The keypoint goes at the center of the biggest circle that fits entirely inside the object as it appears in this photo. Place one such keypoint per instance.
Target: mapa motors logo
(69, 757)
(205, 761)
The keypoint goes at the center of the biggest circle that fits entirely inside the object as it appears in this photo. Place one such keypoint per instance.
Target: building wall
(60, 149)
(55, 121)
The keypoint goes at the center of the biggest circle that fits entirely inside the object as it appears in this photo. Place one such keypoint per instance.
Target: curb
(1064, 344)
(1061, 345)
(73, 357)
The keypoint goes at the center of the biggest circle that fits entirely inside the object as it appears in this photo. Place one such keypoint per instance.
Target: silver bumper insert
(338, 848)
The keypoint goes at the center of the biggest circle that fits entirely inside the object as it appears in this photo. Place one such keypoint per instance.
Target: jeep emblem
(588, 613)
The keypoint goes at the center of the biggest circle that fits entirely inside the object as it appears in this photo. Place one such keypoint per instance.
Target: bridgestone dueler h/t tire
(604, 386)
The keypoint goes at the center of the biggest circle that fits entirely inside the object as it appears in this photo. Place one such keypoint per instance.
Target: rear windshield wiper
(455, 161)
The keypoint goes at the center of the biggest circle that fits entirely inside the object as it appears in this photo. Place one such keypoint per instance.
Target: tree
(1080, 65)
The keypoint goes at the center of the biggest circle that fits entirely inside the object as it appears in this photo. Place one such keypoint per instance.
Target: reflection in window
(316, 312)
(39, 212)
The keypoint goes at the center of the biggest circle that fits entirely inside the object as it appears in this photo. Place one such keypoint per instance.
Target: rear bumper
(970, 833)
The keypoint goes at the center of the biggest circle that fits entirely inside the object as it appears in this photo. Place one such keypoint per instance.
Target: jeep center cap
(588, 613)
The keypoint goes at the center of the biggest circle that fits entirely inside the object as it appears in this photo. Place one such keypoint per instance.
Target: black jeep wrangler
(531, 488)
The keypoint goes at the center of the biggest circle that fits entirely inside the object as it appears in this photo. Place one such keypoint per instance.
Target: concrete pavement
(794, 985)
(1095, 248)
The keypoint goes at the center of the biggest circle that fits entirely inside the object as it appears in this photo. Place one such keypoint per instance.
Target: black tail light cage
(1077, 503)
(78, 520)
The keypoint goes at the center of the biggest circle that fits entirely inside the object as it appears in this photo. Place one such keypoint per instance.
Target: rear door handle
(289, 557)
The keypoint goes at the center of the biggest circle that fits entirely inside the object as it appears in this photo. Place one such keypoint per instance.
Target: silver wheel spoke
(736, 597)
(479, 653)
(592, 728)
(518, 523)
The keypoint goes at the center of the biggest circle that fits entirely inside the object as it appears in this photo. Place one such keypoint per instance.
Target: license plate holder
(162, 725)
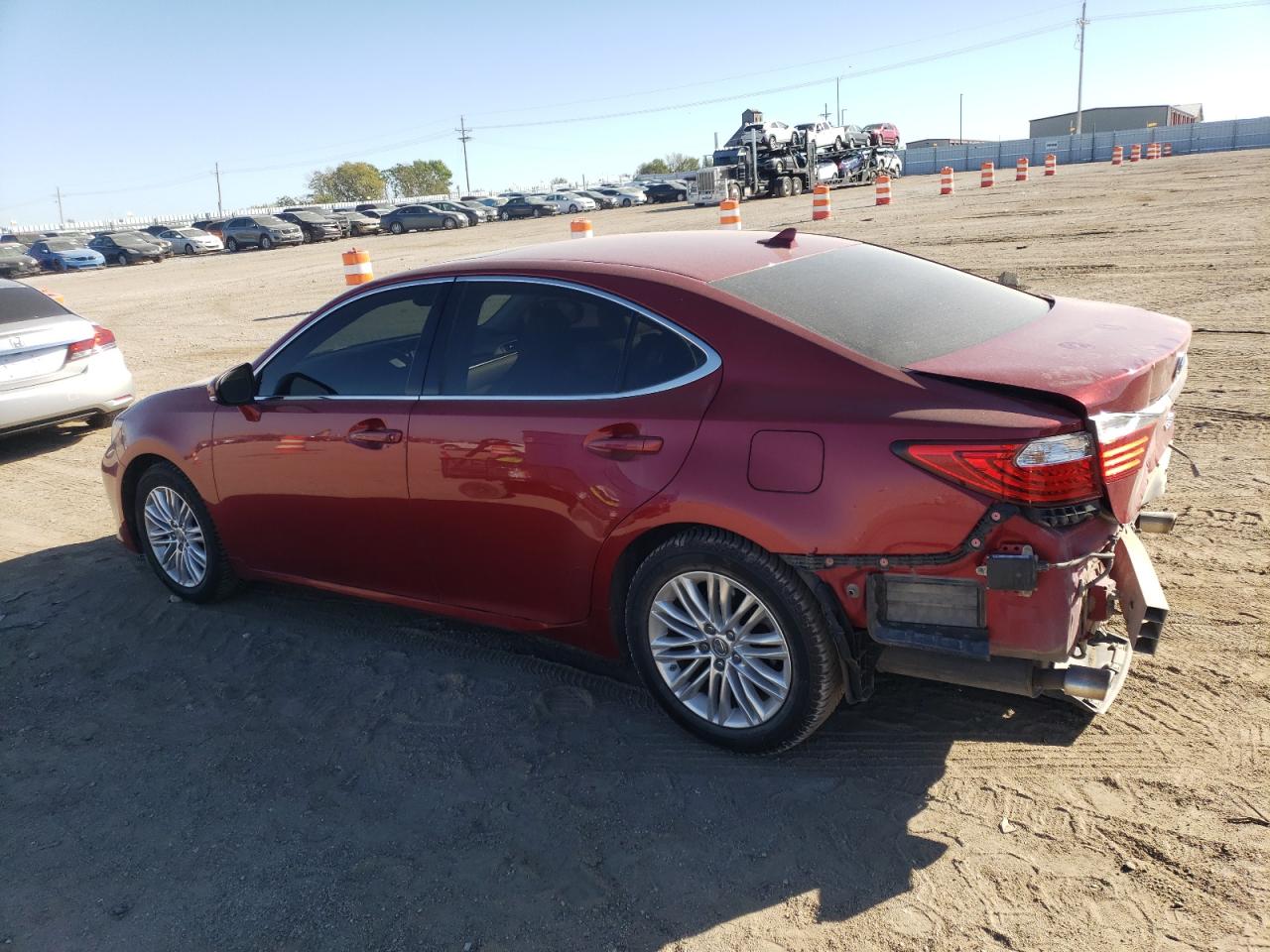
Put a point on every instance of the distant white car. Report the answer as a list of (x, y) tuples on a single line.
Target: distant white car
[(625, 197), (55, 366), (191, 241), (825, 135), (771, 134), (567, 202)]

------------------------------------------------

● **What to produce**
Verbatim copy without images: write the records above out in full.

● **Exercise output**
The keypoint goes at the center of the biggest circle that fits entirely inside the object as it appears in this photo. Place one such keypoint per instance.
Target: mapa motors logo
(69, 757)
(205, 761)
The keypoint goes at the center of the biggest circle that fits entirely inside the object as it appears in this photo. Place one such keypoint per instance.
Target: building wall
(60, 149)
(55, 121)
The keypoint goes at the center of the biggest circle that fits entirely inside the object as it appears in this photo. Place one such keypoint per instance.
Target: curb
(1064, 344)
(1061, 345)
(73, 357)
The keypoint goes at the center of the biggest circle that fits entirely inside the object as it appears in this photo. Place one such keypoint per instance.
Target: silver bumper insert
(338, 848)
The keypoint goes at the center of the biggest circle that fits entirely inside the object as it appears in this photo. Place one such keypoint per instance.
Target: jeep emblem
(588, 613)
The keypoint goes at the center of the biggest circle that fits entirely inside the object as it appears in this photo. Place one such keypoint per instance.
Target: bridgestone dueler h/t tire
(604, 386)
The keypoint goes at the center of the biggest circle that fits entirely inside the object as it appears in this photo. Place one such keypoint per instance.
Target: rear windshield wiper
(455, 161)
The keypoint goes at the center of the biggest circle that fits entirely inside the object as it appears in this photo. Place one such keypoint per instance.
Target: tree
(1080, 65)
The keypoint goes at the center of the biggest circle that fits entirely inside the object as it appears in this photo. Place one such keypoint per instance.
Target: reflection in window
(316, 312)
(39, 212)
The keypoint goes at the center of the biggest circle that fits entirely inside the object as it appears in this photo. Place one such keypoint per instance.
Target: rear bumper
(970, 833)
The keypoint goes at the center of the biggest circle that fits entirely inside the object as it appears in this photo. Place one such keypoint per instance.
Target: jeep center cap
(588, 613)
The keypoint goes at the center of the biggest circle that fits entirely inside the object as it appears in this photo. Place one such keypoint per instance.
Target: black jeep wrangler
(531, 488)
The keypoint goes at the center of the biggest circle that fits entirely inside the object as it appears in this photo. Place one such keypoint per instance.
Target: concrete pavement
(794, 985)
(1095, 248)
The keypoint goes at the center of the biggest circle that fits entirely inside the object as it appears in this photo. Place one such keypoint per instance.
Target: black tail light cage
(1077, 503)
(78, 520)
The keypoint goes at the center of the biggest circle that fits entirely inside the object as it appears in this photo. Place one such keypoint per instance.
Target: rear door handle
(289, 557)
The keypoint goes at the center of the biggest circle that fits entirely inside the object as it appears in this photo. Place one such keypoint per instance.
Target: silver wheel spoke
(736, 597)
(479, 653)
(592, 728)
(518, 523)
The keypoint goes at the center of the biggest circle that fits entirely inside the object as it appears in this photo. Place one such keypoint per instance.
Target: license plate holder
(162, 725)
Put a point on every instance of the distant white car. Report the answer as a list of (x, y) tuples on a single line.
Target: distant white car
[(625, 197), (55, 366), (191, 241), (825, 135), (771, 134), (567, 202)]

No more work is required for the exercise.